Сходства очевидны. Это и любительские, а не идейные, мотивы поведения героя, и нарушение им воинской дисциплины, и его официальный триумф, и последующее отмежевание от героизма. Но у Толстого спонтанный, противу правил, поступок Ростова выдержан в “русском” духе близости к природе, интуитивной безотчетности и “роевой” совместности с эскадроном. А Аксенов переводит его в план британского индивидуализма и спортивного экпериментаторства, с примесью “чистого любопытства” из Остапа Бендера. Что же касается роли личности в истории, то тут Аксенов идет в разрез не только с марксизмом-ленинизмом, но и с Толстым, у которого крупные исторические события тоже определяются действиями масс, а не отдельных героев, хотя бы и любимых.
Рассекреченные анализом, подобные эффекты не теряют, я думаю, а приобретают в изысканности, хотя замышлялись они, скорее всего, не как аллюзии, а как оригинальные находки. Оригинальные и безусловно удачные, ибо освященные каким-то, непонятно каким, высшим авторитетом. То есть, сначала кажется, что непонятно, а теперь понятно—авторитетом интертекста.
3. Эдуард Лимонов, “Красавица, вдохновлявшая поэта”
Об этом рассказе Лимонова я уже писал (Zholkovsky 1994: 163-175)—как об укорененном в плодородной интертекстуальной почве: от упоминающегося в нем Мандельштама (“Соломинка”) до разнообразно релевантных Пушкина (“Пиковая дама”), Эдгара По (“Лигейя”), Бальзака (“Серафита”), Генри Джеймса (“Письма Асперна”), Бабеля (“Гюи де Мопассан”), Чарли Чаплина, Анри Руссо и многих других. Рассказ основан на истории реального визита Лимонова к Саломее Николаевне Андрониковой-Гальперн (1889-1982), некогда героине “Соломинки” безответно влюбленного в нее Мандельштама, а в повествуемый момент—девяностолетней старухе, с которой рассказчик заводит разговор о ее былых романах и нынешнем самочувствии и получает оракульский ответ, что стареет тело, но не желания.
○ ○ ○ ○
» ЗАДАНИЯ:
1 – Согласно отрывку об интертекстуальности, в каком произведении Мандельштама героиней была Саломея Николаевна Андроникова-Гальперн?
2 – Напишите продолжение отрывка об интертекстуальности, начиная сразу после его последней фразы.
Приведенные далее позиции к этому отношения не имеют.

Данные для разметки координат:
○ ○ ○ ○
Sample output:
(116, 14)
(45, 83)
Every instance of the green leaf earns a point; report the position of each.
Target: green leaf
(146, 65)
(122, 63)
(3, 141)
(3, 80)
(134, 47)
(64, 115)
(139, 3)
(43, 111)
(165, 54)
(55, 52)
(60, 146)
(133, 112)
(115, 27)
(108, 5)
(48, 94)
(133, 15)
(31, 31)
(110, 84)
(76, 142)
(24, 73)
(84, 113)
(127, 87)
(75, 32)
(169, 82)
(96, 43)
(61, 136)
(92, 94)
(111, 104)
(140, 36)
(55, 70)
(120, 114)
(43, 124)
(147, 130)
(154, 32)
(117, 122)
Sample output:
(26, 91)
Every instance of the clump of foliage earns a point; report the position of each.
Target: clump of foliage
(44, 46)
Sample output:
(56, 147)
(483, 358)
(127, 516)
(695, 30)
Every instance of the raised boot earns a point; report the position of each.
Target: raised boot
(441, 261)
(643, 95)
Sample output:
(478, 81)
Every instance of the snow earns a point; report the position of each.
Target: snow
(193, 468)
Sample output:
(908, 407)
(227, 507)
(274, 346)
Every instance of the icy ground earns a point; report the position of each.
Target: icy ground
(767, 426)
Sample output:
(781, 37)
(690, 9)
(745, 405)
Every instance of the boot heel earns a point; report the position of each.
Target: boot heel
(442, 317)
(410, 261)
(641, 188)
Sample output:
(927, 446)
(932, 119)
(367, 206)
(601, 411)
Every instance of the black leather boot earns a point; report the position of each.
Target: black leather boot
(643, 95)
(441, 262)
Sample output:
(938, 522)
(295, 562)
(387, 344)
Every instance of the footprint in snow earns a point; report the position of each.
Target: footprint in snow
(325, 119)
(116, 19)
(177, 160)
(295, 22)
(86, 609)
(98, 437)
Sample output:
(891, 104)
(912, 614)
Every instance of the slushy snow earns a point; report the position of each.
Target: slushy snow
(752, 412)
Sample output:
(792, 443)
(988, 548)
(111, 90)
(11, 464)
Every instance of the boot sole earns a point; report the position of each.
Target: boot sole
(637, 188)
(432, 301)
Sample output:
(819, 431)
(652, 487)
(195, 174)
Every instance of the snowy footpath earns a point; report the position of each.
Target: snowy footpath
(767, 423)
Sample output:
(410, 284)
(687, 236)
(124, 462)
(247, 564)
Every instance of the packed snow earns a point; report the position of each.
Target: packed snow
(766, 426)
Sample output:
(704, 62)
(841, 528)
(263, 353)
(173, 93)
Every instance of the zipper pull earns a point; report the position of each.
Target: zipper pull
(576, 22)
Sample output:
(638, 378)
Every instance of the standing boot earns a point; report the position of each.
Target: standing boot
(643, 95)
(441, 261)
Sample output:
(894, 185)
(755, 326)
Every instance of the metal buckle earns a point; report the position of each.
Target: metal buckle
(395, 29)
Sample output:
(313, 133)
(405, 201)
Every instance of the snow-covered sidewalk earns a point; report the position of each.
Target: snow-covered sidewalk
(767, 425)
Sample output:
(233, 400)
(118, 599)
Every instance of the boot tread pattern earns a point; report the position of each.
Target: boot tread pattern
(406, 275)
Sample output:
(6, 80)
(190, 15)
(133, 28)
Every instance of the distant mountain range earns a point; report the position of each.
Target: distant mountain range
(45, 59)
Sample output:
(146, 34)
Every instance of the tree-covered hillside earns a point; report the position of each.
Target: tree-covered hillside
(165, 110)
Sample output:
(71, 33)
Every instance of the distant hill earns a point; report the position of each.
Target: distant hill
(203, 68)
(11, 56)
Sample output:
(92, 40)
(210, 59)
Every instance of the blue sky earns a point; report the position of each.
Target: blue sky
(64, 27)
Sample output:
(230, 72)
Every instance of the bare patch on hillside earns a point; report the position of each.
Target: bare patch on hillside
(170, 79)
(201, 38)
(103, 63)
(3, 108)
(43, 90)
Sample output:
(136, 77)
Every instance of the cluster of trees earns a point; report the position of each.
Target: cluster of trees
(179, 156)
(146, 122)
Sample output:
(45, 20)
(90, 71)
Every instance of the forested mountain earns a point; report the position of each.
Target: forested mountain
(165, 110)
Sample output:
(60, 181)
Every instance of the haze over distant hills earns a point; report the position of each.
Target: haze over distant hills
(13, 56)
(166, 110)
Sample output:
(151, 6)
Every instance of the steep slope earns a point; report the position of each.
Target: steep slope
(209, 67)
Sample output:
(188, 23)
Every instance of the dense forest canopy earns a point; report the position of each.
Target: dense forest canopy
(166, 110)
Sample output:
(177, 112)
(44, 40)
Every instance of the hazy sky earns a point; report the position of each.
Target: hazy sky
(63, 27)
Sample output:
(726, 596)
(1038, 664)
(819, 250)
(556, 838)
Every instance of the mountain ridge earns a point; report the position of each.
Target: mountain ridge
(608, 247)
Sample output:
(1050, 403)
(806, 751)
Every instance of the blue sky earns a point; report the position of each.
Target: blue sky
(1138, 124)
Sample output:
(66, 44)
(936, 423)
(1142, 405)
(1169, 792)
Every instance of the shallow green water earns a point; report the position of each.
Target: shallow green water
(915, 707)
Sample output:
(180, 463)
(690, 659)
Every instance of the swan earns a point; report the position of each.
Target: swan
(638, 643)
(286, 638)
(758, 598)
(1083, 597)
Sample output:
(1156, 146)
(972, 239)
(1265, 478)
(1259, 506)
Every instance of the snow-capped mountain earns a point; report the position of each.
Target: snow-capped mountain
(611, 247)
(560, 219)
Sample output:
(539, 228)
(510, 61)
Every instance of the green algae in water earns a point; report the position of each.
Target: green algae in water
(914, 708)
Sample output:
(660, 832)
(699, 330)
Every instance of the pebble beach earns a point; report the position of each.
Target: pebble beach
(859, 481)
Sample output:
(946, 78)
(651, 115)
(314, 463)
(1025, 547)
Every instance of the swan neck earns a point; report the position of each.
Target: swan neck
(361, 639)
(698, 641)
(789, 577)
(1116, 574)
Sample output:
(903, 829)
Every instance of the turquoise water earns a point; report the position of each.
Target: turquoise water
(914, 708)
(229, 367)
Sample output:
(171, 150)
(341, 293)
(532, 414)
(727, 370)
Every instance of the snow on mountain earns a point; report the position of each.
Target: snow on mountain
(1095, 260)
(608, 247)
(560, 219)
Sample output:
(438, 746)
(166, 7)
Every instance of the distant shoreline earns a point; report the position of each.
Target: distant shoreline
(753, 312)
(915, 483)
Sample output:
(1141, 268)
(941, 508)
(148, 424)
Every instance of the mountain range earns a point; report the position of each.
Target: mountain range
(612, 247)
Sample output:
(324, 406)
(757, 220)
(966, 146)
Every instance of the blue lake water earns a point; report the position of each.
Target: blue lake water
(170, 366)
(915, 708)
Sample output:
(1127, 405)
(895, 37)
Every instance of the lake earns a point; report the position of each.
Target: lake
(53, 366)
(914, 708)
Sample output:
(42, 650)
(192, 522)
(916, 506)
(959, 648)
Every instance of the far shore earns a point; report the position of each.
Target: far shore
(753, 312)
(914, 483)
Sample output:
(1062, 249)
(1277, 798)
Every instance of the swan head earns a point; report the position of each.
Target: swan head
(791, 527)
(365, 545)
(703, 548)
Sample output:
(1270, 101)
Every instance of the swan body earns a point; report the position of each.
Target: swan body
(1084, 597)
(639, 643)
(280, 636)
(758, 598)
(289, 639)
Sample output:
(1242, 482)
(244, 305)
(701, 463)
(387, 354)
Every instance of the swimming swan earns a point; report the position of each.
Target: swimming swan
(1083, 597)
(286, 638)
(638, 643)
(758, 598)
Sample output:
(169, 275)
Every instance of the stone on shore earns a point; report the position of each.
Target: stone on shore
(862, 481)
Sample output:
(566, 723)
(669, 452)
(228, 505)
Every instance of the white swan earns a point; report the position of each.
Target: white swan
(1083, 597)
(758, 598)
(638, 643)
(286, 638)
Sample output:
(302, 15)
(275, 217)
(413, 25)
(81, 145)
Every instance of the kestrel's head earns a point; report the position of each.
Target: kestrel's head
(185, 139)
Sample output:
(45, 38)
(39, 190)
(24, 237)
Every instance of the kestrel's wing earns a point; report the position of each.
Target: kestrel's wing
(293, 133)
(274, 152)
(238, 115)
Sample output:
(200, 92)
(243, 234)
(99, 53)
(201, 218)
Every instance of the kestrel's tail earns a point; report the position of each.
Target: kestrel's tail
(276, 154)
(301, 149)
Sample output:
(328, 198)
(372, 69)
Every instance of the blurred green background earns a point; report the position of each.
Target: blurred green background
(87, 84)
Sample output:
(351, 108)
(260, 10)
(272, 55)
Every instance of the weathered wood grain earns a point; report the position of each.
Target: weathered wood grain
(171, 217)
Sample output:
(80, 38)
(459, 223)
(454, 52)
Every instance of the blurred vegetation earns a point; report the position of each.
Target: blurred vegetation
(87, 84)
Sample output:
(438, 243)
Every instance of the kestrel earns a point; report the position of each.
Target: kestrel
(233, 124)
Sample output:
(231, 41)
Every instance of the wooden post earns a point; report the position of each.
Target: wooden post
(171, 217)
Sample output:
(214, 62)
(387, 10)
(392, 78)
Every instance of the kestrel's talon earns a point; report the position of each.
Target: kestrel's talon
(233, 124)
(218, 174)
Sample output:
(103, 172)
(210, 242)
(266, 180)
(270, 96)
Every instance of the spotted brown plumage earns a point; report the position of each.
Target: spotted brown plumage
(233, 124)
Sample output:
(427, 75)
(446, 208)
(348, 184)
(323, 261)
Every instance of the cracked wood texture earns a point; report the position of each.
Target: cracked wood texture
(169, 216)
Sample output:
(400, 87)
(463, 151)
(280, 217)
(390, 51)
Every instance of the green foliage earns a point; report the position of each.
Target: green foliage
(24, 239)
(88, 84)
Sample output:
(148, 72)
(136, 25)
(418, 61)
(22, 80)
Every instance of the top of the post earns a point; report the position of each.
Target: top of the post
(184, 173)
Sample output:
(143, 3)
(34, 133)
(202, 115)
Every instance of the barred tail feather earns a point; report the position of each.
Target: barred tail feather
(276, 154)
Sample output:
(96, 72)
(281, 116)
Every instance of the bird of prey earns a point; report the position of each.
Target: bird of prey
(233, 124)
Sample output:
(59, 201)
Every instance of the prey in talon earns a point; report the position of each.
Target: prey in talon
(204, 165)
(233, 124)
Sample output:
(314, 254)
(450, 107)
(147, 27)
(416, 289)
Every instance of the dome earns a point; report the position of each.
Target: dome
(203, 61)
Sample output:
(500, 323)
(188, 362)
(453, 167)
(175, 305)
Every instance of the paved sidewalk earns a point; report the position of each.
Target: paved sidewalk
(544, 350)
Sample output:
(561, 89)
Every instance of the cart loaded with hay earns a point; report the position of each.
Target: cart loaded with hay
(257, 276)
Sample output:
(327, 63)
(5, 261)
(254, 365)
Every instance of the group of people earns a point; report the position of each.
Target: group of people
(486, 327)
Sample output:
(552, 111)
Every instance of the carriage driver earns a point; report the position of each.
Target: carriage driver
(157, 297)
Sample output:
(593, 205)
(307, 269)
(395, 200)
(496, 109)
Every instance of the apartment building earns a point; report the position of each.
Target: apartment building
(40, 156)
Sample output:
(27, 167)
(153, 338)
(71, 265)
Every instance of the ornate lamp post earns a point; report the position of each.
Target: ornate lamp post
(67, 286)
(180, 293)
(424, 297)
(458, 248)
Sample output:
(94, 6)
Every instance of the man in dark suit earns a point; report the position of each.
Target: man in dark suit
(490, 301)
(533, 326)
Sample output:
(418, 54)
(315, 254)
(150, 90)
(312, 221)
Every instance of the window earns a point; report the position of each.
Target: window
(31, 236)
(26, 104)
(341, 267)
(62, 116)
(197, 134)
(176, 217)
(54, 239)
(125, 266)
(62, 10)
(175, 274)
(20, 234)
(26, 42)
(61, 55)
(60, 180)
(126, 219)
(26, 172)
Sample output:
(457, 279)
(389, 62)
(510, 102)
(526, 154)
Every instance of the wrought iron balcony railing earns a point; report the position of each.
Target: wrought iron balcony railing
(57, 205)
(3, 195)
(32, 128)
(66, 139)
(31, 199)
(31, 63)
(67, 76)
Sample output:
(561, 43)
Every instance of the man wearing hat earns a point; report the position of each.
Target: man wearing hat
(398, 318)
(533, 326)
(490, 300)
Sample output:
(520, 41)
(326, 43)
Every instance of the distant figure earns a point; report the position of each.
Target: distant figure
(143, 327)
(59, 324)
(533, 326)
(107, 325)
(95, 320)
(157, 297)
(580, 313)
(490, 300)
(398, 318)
○ ○ ○ ○
» ОТВЕТЫ ПО ЗАДАНИЯМ:
1 – В «Соломинке».

2 –
Одна из спутниц рассказчика, его возлюбленная Диана, представлена как актриса, “игравшая истеричек в телефильмах по Мопассану, Достоевскому и Генри Джеймсу”. Комментируя этот список (принятый мной за недвусмысленный сигнал к интертекстульным разысканиям), я подробно остановился на перекличке “Красавицы” с “Письмами Асперна”, Достоевского связал с растиньяковско-раскольниковским комплексом лимоновского персонажа (в этом и других рассказах), а Мопассана обнаружил в опосредованном виде у Бабеля, рассказ которого назвал “существенным аналогом лимоновского”.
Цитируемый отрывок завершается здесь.